Given exercise: Treat the line containing "van in the photo above." as the first line and the final line of the material below as the last; reproduce that range exactly.

Start of Records for this exercise

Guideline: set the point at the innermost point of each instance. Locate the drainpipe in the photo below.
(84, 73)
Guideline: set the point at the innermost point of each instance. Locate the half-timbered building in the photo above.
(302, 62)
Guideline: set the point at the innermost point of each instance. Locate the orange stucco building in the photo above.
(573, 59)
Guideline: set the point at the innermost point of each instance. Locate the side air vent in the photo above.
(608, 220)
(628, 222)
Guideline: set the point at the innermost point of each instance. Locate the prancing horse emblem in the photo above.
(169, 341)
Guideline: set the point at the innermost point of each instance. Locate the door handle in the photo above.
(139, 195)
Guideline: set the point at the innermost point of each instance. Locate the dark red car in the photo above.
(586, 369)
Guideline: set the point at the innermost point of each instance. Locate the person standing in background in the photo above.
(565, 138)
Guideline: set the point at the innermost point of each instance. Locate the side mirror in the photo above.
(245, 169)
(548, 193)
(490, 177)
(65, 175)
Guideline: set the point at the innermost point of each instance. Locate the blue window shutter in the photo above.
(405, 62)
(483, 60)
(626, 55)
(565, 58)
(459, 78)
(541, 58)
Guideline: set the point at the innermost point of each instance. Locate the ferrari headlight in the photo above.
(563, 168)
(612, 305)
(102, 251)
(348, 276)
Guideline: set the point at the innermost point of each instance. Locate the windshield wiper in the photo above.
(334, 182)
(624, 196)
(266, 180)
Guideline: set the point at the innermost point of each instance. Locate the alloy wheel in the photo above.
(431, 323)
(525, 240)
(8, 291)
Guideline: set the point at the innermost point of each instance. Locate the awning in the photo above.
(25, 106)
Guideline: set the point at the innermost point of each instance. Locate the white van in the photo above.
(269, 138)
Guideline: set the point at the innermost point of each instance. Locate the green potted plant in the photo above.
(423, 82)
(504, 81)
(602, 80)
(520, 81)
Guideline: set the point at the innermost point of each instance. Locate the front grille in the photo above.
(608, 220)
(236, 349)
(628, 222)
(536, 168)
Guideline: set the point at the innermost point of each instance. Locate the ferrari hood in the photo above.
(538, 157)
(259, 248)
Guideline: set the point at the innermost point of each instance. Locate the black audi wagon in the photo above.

End of Records for this exercise

Solution to the exercise:
Guideline: set the point at the innermost point of each instance. Locate the white van in the photo above.
(269, 138)
Guideline: set the point at the innermost point of each instance. Locate the green potted plant in the photo above.
(423, 82)
(504, 81)
(602, 80)
(520, 81)
Guideline: set the point at the innermost point of each instance. Locate the front grille in the photo above.
(608, 220)
(236, 349)
(628, 222)
(536, 168)
Guideline: set the point at the innermost point of each instance. Locate the ferrari hood in the photo above.
(538, 157)
(259, 248)
Guideline: set the point at the innermost point of each instance. Locate the black audi wagon in the photo above.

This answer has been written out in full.